** Exercise objective **
Return the lines below without any changes, leaving out the pictures.

____ Record list

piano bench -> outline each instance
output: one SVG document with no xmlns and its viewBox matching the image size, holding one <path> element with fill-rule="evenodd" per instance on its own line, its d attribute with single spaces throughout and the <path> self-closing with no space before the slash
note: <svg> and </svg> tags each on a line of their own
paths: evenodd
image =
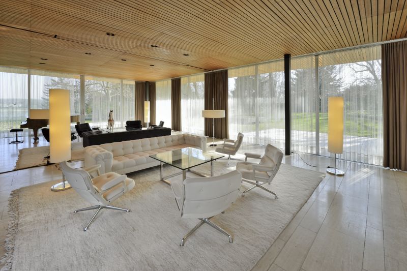
<svg viewBox="0 0 407 271">
<path fill-rule="evenodd" d="M 21 128 L 17 128 L 15 129 L 11 129 L 10 130 L 10 133 L 14 133 L 15 132 L 16 133 L 16 140 L 10 142 L 9 144 L 15 144 L 15 143 L 22 143 L 24 142 L 24 140 L 18 140 L 18 132 L 22 132 L 22 129 Z"/>
</svg>

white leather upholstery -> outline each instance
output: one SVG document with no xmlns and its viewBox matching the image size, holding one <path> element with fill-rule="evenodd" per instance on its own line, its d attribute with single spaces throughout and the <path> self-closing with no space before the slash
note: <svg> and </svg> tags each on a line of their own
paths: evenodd
<svg viewBox="0 0 407 271">
<path fill-rule="evenodd" d="M 239 148 L 240 148 L 243 141 L 243 134 L 239 133 L 238 134 L 238 138 L 236 141 L 225 139 L 225 142 L 223 144 L 219 144 L 216 146 L 215 151 L 221 154 L 235 155 L 238 150 L 239 150 Z M 230 141 L 234 141 L 233 144 L 226 143 Z"/>
<path fill-rule="evenodd" d="M 270 184 L 280 168 L 283 156 L 281 150 L 269 144 L 260 163 L 239 162 L 236 165 L 236 170 L 242 173 L 244 179 Z"/>
<path fill-rule="evenodd" d="M 85 166 L 100 165 L 101 173 L 124 174 L 159 165 L 151 155 L 186 147 L 206 151 L 206 137 L 188 134 L 89 146 L 85 148 Z"/>
<path fill-rule="evenodd" d="M 125 175 L 109 172 L 91 178 L 89 172 L 73 168 L 69 163 L 61 163 L 64 174 L 72 188 L 91 204 L 106 206 L 134 187 L 134 180 Z M 98 169 L 94 167 L 94 170 Z"/>
<path fill-rule="evenodd" d="M 171 182 L 181 217 L 209 218 L 223 212 L 236 200 L 241 179 L 235 170 L 216 177 L 187 178 L 183 184 Z"/>
</svg>

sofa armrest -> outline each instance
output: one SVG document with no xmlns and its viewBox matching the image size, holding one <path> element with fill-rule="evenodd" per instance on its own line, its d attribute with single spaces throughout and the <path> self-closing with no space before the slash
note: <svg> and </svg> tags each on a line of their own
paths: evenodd
<svg viewBox="0 0 407 271">
<path fill-rule="evenodd" d="M 207 137 L 190 134 L 183 134 L 186 144 L 196 146 L 203 152 L 207 151 Z"/>
<path fill-rule="evenodd" d="M 85 167 L 100 165 L 100 173 L 111 171 L 113 154 L 99 146 L 89 146 L 84 149 Z"/>
</svg>

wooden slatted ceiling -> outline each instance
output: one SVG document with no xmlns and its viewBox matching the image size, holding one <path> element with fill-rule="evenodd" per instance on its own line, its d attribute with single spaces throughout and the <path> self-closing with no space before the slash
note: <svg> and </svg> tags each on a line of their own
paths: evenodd
<svg viewBox="0 0 407 271">
<path fill-rule="evenodd" d="M 0 66 L 155 81 L 405 38 L 406 2 L 2 0 Z"/>
</svg>

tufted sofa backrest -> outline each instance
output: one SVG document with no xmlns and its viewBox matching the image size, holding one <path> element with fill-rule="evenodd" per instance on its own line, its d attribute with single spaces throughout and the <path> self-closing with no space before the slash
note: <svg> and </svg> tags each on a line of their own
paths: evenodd
<svg viewBox="0 0 407 271">
<path fill-rule="evenodd" d="M 182 144 L 185 144 L 184 134 L 108 143 L 100 145 L 100 146 L 112 153 L 113 157 L 115 157 Z"/>
</svg>

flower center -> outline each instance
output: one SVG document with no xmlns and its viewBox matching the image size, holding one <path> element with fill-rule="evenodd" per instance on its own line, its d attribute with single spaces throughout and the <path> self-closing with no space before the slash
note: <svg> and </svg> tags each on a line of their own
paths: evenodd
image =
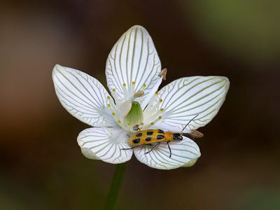
<svg viewBox="0 0 280 210">
<path fill-rule="evenodd" d="M 124 83 L 123 98 L 120 97 L 115 89 L 111 91 L 113 99 L 107 97 L 109 101 L 108 108 L 113 118 L 122 129 L 128 132 L 135 132 L 138 129 L 147 130 L 162 119 L 163 108 L 160 108 L 160 106 L 163 100 L 158 97 L 158 92 L 152 97 L 144 111 L 141 104 L 135 101 L 145 94 L 146 87 L 146 84 L 144 84 L 140 90 L 136 91 L 135 82 L 132 82 L 130 87 Z"/>
<path fill-rule="evenodd" d="M 125 123 L 127 126 L 134 126 L 143 122 L 143 110 L 137 102 L 132 102 L 132 107 L 128 114 L 125 117 Z"/>
<path fill-rule="evenodd" d="M 123 83 L 123 97 L 120 96 L 119 92 L 115 88 L 111 91 L 113 99 L 107 97 L 107 106 L 113 118 L 122 128 L 130 132 L 133 132 L 132 127 L 143 121 L 143 110 L 135 99 L 145 94 L 146 85 L 141 85 L 140 90 L 136 90 L 135 85 L 134 81 L 130 85 Z"/>
</svg>

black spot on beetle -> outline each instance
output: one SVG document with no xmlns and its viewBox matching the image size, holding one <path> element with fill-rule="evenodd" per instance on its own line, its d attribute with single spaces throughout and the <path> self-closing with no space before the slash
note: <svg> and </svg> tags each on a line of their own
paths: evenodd
<svg viewBox="0 0 280 210">
<path fill-rule="evenodd" d="M 147 132 L 148 136 L 151 136 L 151 135 L 153 135 L 153 132 Z"/>
<path fill-rule="evenodd" d="M 138 144 L 140 142 L 140 139 L 136 139 L 133 140 L 132 141 L 134 144 Z"/>
<path fill-rule="evenodd" d="M 142 136 L 142 133 L 138 133 L 135 136 L 136 136 L 137 137 Z"/>
<path fill-rule="evenodd" d="M 163 130 L 160 130 L 160 129 L 158 130 L 158 132 L 160 133 L 160 134 L 164 134 L 164 132 Z"/>
<path fill-rule="evenodd" d="M 152 138 L 151 137 L 147 137 L 147 138 L 146 138 L 145 140 L 148 141 L 152 140 Z"/>
<path fill-rule="evenodd" d="M 164 135 L 158 135 L 157 136 L 157 139 L 164 139 Z"/>
</svg>

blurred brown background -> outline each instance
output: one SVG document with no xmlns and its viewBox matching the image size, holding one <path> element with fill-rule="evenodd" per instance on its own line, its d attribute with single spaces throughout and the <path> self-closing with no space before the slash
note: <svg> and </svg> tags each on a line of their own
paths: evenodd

________

** Answer for the task **
piano bench -> outline each instance
output: one SVG document with no xmlns and its viewBox matching the image size, holding one <path> element with fill-rule="evenodd" per instance on its own line, its d attribute with single spaces throughout and the <path> self-closing with no space before the slash
note: <svg> and </svg> tags each on a line of their own
paths: evenodd
image =
<svg viewBox="0 0 407 271">
<path fill-rule="evenodd" d="M 21 128 L 17 128 L 15 129 L 11 129 L 10 130 L 10 133 L 14 133 L 15 132 L 16 133 L 16 140 L 10 142 L 9 144 L 15 144 L 15 143 L 22 143 L 24 142 L 24 140 L 18 140 L 18 132 L 22 132 L 22 129 Z"/>
</svg>

white leather upholstery -> outline each instance
output: one SVG document with no xmlns and its viewBox matching the image size, holding one <path> element with fill-rule="evenodd" per instance on its own line, its d attribute with single spaces throughout and the <path> self-closing with no space before the slash
note: <svg> and </svg> tags each on a line of their own
paths: evenodd
<svg viewBox="0 0 407 271">
<path fill-rule="evenodd" d="M 239 148 L 240 148 L 243 141 L 243 134 L 239 133 L 238 134 L 238 138 L 236 141 L 225 139 L 225 142 L 223 144 L 219 144 L 216 146 L 215 151 L 221 154 L 235 155 L 238 150 L 239 150 Z M 230 141 L 234 141 L 233 144 L 226 143 Z"/>
<path fill-rule="evenodd" d="M 270 184 L 280 168 L 283 156 L 281 150 L 269 144 L 260 163 L 239 162 L 236 165 L 236 170 L 242 173 L 244 179 Z"/>
<path fill-rule="evenodd" d="M 85 166 L 100 165 L 101 173 L 124 174 L 159 165 L 151 155 L 186 147 L 206 151 L 206 137 L 188 134 L 89 146 L 85 148 Z"/>
<path fill-rule="evenodd" d="M 125 175 L 109 172 L 91 178 L 89 172 L 73 168 L 69 163 L 61 163 L 64 174 L 72 188 L 91 204 L 106 206 L 134 187 L 134 180 Z M 98 169 L 94 167 L 94 170 Z"/>
<path fill-rule="evenodd" d="M 171 182 L 181 217 L 209 218 L 223 212 L 236 200 L 241 179 L 235 170 L 216 177 L 187 178 L 183 184 Z"/>
</svg>

sofa armrest -> outline each instance
output: one SVG document with no xmlns and its viewBox matching the image size, holding one <path> element with fill-rule="evenodd" per instance on its own line, its d attribute with single spaces throughout and the <path> self-closing with no space before the slash
note: <svg> and </svg> tags each on a line of their own
paths: evenodd
<svg viewBox="0 0 407 271">
<path fill-rule="evenodd" d="M 207 137 L 190 134 L 183 134 L 186 144 L 196 146 L 203 152 L 207 151 Z"/>
<path fill-rule="evenodd" d="M 85 167 L 100 165 L 100 173 L 111 171 L 113 154 L 99 146 L 89 146 L 84 149 Z"/>
</svg>

wooden slatted ceiling -> outline each instance
output: one SVG document with no xmlns and its viewBox matching the image size, holding one <path> element with fill-rule="evenodd" per instance on its own line, its d attribute with single spaces throughout and the <path> self-closing with no space before the slash
note: <svg> and </svg> tags each on a line of their own
paths: evenodd
<svg viewBox="0 0 407 271">
<path fill-rule="evenodd" d="M 0 66 L 155 81 L 405 38 L 406 2 L 2 0 Z"/>
</svg>

tufted sofa backrest -> outline each instance
output: one SVG document with no xmlns and its viewBox matching the image size, holding one <path> element with fill-rule="evenodd" per instance on its own line, its d attribute with single spaces throughout and the <path> self-closing with no space before the slash
note: <svg> and </svg> tags each on a line of their own
paths: evenodd
<svg viewBox="0 0 407 271">
<path fill-rule="evenodd" d="M 182 144 L 185 144 L 184 134 L 108 143 L 100 145 L 100 146 L 112 153 L 113 157 L 115 157 Z"/>
</svg>

flower center -> outline each instance
output: one SVG document with no xmlns and its viewBox matching the image size, holding one <path> element with fill-rule="evenodd" per instance on its own line, its d attribute with single spaces throughout and the <path> self-closing with no space before the slash
note: <svg> and </svg> tags each on a line of their own
paths: evenodd
image =
<svg viewBox="0 0 280 210">
<path fill-rule="evenodd" d="M 124 83 L 123 98 L 120 97 L 115 89 L 111 91 L 113 99 L 107 97 L 109 101 L 108 108 L 113 118 L 122 129 L 128 132 L 135 132 L 138 129 L 147 130 L 162 119 L 163 108 L 160 108 L 160 106 L 163 100 L 158 97 L 158 92 L 152 97 L 144 111 L 141 104 L 135 101 L 145 94 L 146 87 L 146 84 L 144 84 L 140 90 L 136 91 L 135 82 L 132 82 L 130 87 Z"/>
<path fill-rule="evenodd" d="M 125 123 L 127 126 L 134 126 L 143 122 L 143 110 L 137 102 L 132 102 L 132 107 L 128 114 L 125 117 Z"/>
<path fill-rule="evenodd" d="M 123 83 L 123 97 L 120 96 L 119 92 L 115 88 L 111 91 L 113 99 L 107 97 L 107 106 L 113 118 L 122 128 L 130 132 L 133 132 L 132 127 L 143 121 L 143 110 L 135 99 L 145 94 L 146 85 L 141 85 L 140 90 L 136 90 L 135 85 L 134 81 L 130 85 Z"/>
</svg>

black spot on beetle -> outline each instance
output: one SVG document with no xmlns and its viewBox matching the image size, holding one <path> element with fill-rule="evenodd" per instance on its own line, its d attribute with single spaces throughout and the <path> self-closing with no space before the slash
note: <svg> and </svg> tags each on a line of their own
paths: evenodd
<svg viewBox="0 0 280 210">
<path fill-rule="evenodd" d="M 147 132 L 148 136 L 151 136 L 151 135 L 153 135 L 153 132 Z"/>
<path fill-rule="evenodd" d="M 138 144 L 140 142 L 140 139 L 136 139 L 133 140 L 132 141 L 134 144 Z"/>
<path fill-rule="evenodd" d="M 142 136 L 142 133 L 138 133 L 135 136 L 136 136 L 137 137 Z"/>
<path fill-rule="evenodd" d="M 163 130 L 160 130 L 160 129 L 158 130 L 158 132 L 160 133 L 160 134 L 164 134 L 164 132 Z"/>
<path fill-rule="evenodd" d="M 152 138 L 151 137 L 147 137 L 147 138 L 146 138 L 145 140 L 148 141 L 152 140 Z"/>
<path fill-rule="evenodd" d="M 164 135 L 158 135 L 157 136 L 157 139 L 164 139 Z"/>
</svg>

blurred brown background -> outline each instance
output: one SVG document with no xmlns and its viewBox matching the image size, holding one <path> element with fill-rule="evenodd" per instance on its own line, its d attribute with single spaces throughout and the <path> self-closing with no space before the slash
note: <svg> and </svg> tags each on a line of their own
paths: evenodd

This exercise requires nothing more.